FDP-Politiker fordern Rücktritt Westerwelle bleibt in Schusslinie
25.08.2010, 14:07 Uhr
Angezählt? Westerwelle gerät in seiner Partei immer stärker unter Druck.
(Foto: dpa)
Die FDP streitet weiter heftig über die Rolle ihres Vorsitzenden. Neben Hessen verlangen auch die Liberalen aus dem Saarland den Rücktritt Westerwelles als Parteichef. Dass solle er auch selbst erkennen, "bevor der Schaden noch größer wird". Führende Spitzenliberale stellen sich aber hinter ihren Parteichef.
In der FDP wird die Debatte über einen möglichen Rücktritt von Guido Westewelle als Parteichef weiter angeheizt. Westerwelle solle sich auf das Amt des Außenministers konzentrieren, sagte der Generalsekretär der saarländischen FDP, Rüdiger Linsler. Bundeswirtschaftsminister Rainer Brüderle stellte sich in der "Bunten" gegen entsprechende Forderungen aus den eigenen Reihen.

#### Ihre Aufgabe
Geben Sie den Abschnitt aus dem Artikel über Westerwelle wortgetreu wieder, beginnend bei „FDP-Politiker fordern Rücktritt“ bis einschließlich „(Foto: dpa)“.

#### Bereitgestellte Daten

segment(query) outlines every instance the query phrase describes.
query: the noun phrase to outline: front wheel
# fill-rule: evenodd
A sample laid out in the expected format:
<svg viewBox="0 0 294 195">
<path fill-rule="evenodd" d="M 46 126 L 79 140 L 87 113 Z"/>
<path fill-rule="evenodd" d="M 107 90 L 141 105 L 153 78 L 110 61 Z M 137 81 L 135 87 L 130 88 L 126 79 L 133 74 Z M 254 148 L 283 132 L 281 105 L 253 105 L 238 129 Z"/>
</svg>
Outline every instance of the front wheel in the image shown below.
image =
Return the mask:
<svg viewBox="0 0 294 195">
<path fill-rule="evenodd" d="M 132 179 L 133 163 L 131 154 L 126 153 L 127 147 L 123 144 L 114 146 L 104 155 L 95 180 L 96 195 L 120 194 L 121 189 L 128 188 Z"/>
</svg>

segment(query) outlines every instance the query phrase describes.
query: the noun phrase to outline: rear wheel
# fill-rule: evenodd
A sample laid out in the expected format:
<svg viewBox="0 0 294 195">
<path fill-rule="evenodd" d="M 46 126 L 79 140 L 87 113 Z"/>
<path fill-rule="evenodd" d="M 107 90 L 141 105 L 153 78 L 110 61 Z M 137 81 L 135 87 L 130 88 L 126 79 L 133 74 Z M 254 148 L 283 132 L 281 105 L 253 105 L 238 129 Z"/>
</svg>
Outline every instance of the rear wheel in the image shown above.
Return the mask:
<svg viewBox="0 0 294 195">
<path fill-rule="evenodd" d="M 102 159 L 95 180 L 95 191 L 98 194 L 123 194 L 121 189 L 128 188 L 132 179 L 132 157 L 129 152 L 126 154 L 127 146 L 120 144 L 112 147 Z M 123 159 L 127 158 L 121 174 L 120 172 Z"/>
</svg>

#### Die Antwort
FDP-Politiker fordern Rücktritt Westerwelle bleibt in Schusslinie
25.08.2010, 14:07 Uhr
Angezählt? Westerwelle gerät in seiner Partei immer stärker unter Druck.
(Foto: dpa)